_Dataset entries_:
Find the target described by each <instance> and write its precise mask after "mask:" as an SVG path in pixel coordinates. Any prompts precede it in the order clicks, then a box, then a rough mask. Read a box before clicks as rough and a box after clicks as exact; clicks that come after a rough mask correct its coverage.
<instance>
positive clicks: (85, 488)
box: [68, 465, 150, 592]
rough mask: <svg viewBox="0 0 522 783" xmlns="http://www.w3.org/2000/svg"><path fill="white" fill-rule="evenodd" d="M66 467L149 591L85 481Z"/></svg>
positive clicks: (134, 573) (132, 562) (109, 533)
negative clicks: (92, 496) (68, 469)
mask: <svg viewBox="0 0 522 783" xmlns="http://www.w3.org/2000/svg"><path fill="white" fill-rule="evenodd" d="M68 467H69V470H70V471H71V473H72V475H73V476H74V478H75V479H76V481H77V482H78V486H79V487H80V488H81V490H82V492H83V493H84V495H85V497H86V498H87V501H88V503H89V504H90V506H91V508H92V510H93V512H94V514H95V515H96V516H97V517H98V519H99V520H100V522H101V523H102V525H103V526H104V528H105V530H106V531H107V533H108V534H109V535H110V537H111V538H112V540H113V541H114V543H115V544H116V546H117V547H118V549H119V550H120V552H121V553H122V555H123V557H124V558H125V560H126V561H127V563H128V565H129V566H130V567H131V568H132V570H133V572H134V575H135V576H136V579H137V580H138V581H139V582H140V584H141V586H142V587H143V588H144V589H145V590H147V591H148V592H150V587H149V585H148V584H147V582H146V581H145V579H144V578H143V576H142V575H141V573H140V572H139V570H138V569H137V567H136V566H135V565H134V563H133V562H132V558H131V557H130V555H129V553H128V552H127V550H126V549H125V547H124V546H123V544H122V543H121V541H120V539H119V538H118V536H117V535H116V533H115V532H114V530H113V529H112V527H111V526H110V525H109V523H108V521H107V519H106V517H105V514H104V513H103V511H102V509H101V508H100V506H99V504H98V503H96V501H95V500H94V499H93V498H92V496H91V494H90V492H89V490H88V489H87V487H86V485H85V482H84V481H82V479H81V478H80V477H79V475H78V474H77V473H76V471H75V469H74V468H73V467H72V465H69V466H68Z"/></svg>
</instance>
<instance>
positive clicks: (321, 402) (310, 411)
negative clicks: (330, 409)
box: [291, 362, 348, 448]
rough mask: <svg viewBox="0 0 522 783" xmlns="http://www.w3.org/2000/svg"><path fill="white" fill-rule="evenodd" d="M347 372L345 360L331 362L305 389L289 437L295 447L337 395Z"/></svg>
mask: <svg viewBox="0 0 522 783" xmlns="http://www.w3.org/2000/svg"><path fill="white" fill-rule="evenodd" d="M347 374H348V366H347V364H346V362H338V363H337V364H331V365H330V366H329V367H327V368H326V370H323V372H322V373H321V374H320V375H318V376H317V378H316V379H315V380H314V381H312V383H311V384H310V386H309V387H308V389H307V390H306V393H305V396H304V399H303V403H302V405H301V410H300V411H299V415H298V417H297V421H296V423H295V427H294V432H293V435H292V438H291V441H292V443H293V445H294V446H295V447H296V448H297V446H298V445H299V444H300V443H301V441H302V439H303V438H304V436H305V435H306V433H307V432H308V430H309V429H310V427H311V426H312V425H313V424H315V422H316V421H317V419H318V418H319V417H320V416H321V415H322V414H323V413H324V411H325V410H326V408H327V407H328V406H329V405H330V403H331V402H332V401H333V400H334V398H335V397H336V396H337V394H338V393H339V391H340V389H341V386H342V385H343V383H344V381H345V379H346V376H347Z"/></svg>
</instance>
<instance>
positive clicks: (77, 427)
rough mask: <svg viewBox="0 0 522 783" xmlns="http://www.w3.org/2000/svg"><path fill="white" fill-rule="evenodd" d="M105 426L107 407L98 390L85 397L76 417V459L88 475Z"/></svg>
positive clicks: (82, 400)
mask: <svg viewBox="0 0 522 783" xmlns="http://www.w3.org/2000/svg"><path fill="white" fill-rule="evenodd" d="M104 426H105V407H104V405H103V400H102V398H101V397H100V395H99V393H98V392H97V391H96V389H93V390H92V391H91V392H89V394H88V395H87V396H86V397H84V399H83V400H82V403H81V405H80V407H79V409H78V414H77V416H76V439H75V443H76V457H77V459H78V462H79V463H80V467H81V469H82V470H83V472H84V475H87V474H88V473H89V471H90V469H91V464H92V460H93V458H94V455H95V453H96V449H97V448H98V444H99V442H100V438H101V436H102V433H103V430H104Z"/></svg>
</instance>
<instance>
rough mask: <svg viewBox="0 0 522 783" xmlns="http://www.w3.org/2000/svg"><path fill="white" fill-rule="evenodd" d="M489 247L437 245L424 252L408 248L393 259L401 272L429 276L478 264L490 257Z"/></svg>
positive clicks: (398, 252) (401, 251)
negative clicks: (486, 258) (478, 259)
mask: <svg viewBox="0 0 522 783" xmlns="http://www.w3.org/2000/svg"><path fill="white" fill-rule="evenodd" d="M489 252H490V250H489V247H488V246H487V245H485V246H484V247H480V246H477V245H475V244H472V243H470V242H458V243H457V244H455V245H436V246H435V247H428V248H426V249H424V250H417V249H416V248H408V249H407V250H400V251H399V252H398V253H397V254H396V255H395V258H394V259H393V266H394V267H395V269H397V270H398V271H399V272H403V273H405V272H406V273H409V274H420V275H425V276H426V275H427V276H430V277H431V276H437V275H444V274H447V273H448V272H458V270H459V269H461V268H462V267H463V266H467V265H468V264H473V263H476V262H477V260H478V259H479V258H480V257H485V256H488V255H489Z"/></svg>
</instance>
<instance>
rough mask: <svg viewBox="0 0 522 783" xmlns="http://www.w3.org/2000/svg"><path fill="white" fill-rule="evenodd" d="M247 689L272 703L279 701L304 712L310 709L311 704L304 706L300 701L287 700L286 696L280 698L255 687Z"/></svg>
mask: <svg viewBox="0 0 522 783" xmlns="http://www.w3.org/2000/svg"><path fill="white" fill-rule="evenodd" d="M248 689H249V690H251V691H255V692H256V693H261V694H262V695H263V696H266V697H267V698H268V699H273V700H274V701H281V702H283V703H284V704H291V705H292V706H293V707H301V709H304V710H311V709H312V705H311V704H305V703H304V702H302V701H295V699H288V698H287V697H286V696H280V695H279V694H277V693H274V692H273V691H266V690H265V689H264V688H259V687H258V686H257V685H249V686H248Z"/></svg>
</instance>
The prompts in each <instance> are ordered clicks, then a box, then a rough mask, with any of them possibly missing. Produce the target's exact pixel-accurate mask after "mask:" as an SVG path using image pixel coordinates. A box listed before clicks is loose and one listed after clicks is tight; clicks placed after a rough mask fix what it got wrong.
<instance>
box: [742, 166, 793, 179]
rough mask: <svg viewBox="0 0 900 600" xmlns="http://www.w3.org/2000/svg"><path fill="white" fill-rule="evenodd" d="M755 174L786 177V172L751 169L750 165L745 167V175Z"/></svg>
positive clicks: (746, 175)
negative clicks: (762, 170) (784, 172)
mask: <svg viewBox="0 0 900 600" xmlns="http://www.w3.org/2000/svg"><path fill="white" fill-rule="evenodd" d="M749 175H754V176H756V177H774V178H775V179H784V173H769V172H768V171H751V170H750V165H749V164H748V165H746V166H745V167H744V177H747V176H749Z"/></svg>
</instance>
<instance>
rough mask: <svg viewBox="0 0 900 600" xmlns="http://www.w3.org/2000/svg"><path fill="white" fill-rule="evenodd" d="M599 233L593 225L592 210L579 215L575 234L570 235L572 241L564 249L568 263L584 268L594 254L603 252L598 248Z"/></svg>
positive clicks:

_Exercise description_:
Please give each line above again, word for word.

_Solution to the exercise_:
Find the target described by each <instance> and write its precise mask after "mask:" as an SVG path in pixel coordinates. Any prompts precede it in the order clicks, then a box, then a rough mask. Read a box before clicks as rough and a box after clicks as exact; clicks that come after a rough mask correct its coverage.
<instance>
positive clicks: (85, 488)
box: [68, 465, 150, 592]
rough mask: <svg viewBox="0 0 522 783" xmlns="http://www.w3.org/2000/svg"><path fill="white" fill-rule="evenodd" d="M66 467L149 591L85 481Z"/></svg>
positive clicks: (134, 573) (132, 562) (109, 533)
negative clicks: (92, 496) (68, 469)
mask: <svg viewBox="0 0 522 783" xmlns="http://www.w3.org/2000/svg"><path fill="white" fill-rule="evenodd" d="M68 467H69V470H70V471H71V473H72V475H73V476H74V478H75V479H76V481H77V482H78V486H79V487H80V488H81V490H82V492H83V493H84V495H85V497H86V498H87V501H88V503H89V504H90V506H91V508H92V510H93V512H94V514H95V515H96V516H97V517H98V519H99V520H100V522H101V523H102V525H103V526H104V528H105V530H106V531H107V533H108V534H109V535H110V537H111V538H112V540H113V541H114V543H115V544H116V546H117V547H118V549H119V550H120V552H121V553H122V555H123V557H124V558H125V560H126V561H127V563H128V565H129V566H130V567H131V568H132V570H133V572H134V575H135V576H136V579H137V580H138V581H139V582H140V584H141V586H142V587H143V588H144V589H145V590H147V591H148V592H150V587H149V585H148V584H147V582H146V581H145V579H144V578H143V576H142V575H141V573H140V572H139V570H138V569H137V567H136V566H135V565H134V563H133V562H132V558H131V557H130V555H129V553H128V552H127V550H126V549H125V547H124V546H123V544H122V543H121V541H120V539H119V538H118V536H117V535H116V533H115V532H114V530H113V529H112V527H111V526H110V525H109V523H108V521H107V519H106V517H105V514H104V513H103V511H102V509H101V508H100V506H99V504H98V503H96V501H95V500H94V499H93V498H92V496H91V494H90V492H89V490H88V489H87V487H86V485H85V482H84V481H82V479H81V478H80V477H79V475H78V474H77V473H76V471H75V469H74V468H73V467H72V465H69V466H68Z"/></svg>
</instance>
<instance>
positive clicks: (321, 402) (310, 411)
negative clicks: (330, 409)
box: [291, 362, 348, 448]
rough mask: <svg viewBox="0 0 522 783" xmlns="http://www.w3.org/2000/svg"><path fill="white" fill-rule="evenodd" d="M347 372L345 360L331 362L305 389L289 437L295 447L337 395Z"/></svg>
mask: <svg viewBox="0 0 522 783" xmlns="http://www.w3.org/2000/svg"><path fill="white" fill-rule="evenodd" d="M347 374H348V366H347V364H346V362H338V363H337V364H331V365H330V366H329V367H327V368H326V370H323V372H322V373H321V374H320V375H318V376H317V378H316V379H315V380H314V381H312V383H311V384H310V386H309V387H308V389H307V390H306V393H305V396H304V399H303V403H302V405H301V410H300V411H299V415H298V417H297V421H296V423H295V427H294V432H293V435H292V438H291V441H292V443H293V445H294V446H295V447H296V448H297V446H298V445H299V444H300V443H301V441H302V439H303V438H304V436H305V435H306V433H307V432H308V430H309V429H310V427H311V426H312V425H313V424H315V422H316V421H317V419H318V418H319V417H320V416H321V415H322V414H323V413H324V411H325V410H326V408H327V407H328V406H329V405H330V403H331V402H332V401H333V400H334V398H335V397H336V396H337V394H338V393H339V391H340V389H341V386H342V385H343V383H344V381H345V379H346V376H347Z"/></svg>
</instance>
<instance>
positive clicks: (77, 427)
rough mask: <svg viewBox="0 0 522 783" xmlns="http://www.w3.org/2000/svg"><path fill="white" fill-rule="evenodd" d="M105 426L107 407L98 390L85 397L76 417V459L88 475Z"/></svg>
positive clicks: (82, 400)
mask: <svg viewBox="0 0 522 783" xmlns="http://www.w3.org/2000/svg"><path fill="white" fill-rule="evenodd" d="M104 426H105V407H104V405H103V400H102V398H101V397H100V395H99V393H98V392H97V391H96V389H93V390H92V391H91V392H89V394H88V395H87V396H86V397H84V399H83V400H82V403H81V405H80V407H79V409H78V414H77V416H76V439H75V443H76V457H77V459H78V462H79V463H80V467H81V469H82V470H83V472H84V475H87V474H88V473H89V471H90V469H91V464H92V460H93V458H94V455H95V453H96V449H97V448H98V444H99V442H100V438H101V436H102V433H103V430H104Z"/></svg>
</instance>
<instance>
rough mask: <svg viewBox="0 0 522 783" xmlns="http://www.w3.org/2000/svg"><path fill="white" fill-rule="evenodd" d="M489 247L437 245L424 252L408 248L393 259L401 272L429 276L478 264L490 257Z"/></svg>
positive clicks: (398, 252) (401, 251)
negative clicks: (486, 258) (478, 259)
mask: <svg viewBox="0 0 522 783" xmlns="http://www.w3.org/2000/svg"><path fill="white" fill-rule="evenodd" d="M489 252H490V250H489V247H488V246H487V245H485V246H484V247H480V246H477V245H475V244H472V243H470V242H458V243H457V244H455V245H436V246H435V247H428V248H426V249H424V250H417V249H416V248H408V249H407V250H400V251H399V252H398V253H397V254H396V255H395V258H394V259H393V266H394V267H395V269H397V270H398V271H399V272H403V273H405V272H406V273H409V274H420V275H425V276H426V275H427V276H430V277H431V276H437V275H444V274H447V273H448V272H458V270H459V269H461V268H462V267H463V266H467V265H468V264H473V263H476V262H477V260H478V259H479V258H480V257H485V256H488V255H489Z"/></svg>
</instance>
<instance>
rough mask: <svg viewBox="0 0 522 783" xmlns="http://www.w3.org/2000/svg"><path fill="white" fill-rule="evenodd" d="M247 689L272 703L279 701L304 712L310 709L311 704L304 706L300 701L287 700L286 696L280 698L255 687Z"/></svg>
mask: <svg viewBox="0 0 522 783" xmlns="http://www.w3.org/2000/svg"><path fill="white" fill-rule="evenodd" d="M248 689H249V690H251V691H255V692H256V693H261V694H262V695H263V696H266V697H267V698H268V699H273V700H274V701H281V702H283V703H284V704H291V705H292V706H293V707H301V709H304V710H311V709H312V705H311V704H305V703H304V702H302V701H295V699H288V698H287V697H286V696H280V695H279V694H277V693H274V692H273V691H266V690H265V689H264V688H259V687H258V686H257V685H249V686H248Z"/></svg>
</instance>
The prompts in each <instance> are ordered clicks, then a box, then a rough mask, with any of them possibly missing. Produce the target's exact pixel-accurate mask after "mask:" as an SVG path using image pixel coordinates. A box listed before clicks is loose and one listed after clicks is tight; clicks placed after a rough mask fix what it got wrong.
<instance>
box: [742, 166, 793, 179]
rough mask: <svg viewBox="0 0 900 600" xmlns="http://www.w3.org/2000/svg"><path fill="white" fill-rule="evenodd" d="M755 174L786 177V172L751 169L750 165L745 167V175Z"/></svg>
positive clicks: (746, 175)
negative clicks: (762, 170) (784, 172)
mask: <svg viewBox="0 0 900 600" xmlns="http://www.w3.org/2000/svg"><path fill="white" fill-rule="evenodd" d="M749 175H754V176H756V177H774V178H775V179H784V173H769V172H768V171H751V170H750V165H749V164H748V165H746V166H745V167H744V177H747V176H749Z"/></svg>
</instance>
<instance>
rough mask: <svg viewBox="0 0 900 600" xmlns="http://www.w3.org/2000/svg"><path fill="white" fill-rule="evenodd" d="M599 233L593 225L592 210L579 215L575 234L570 235L572 241L564 249L568 263L584 268L594 254L603 252L598 248Z"/></svg>
positive clicks:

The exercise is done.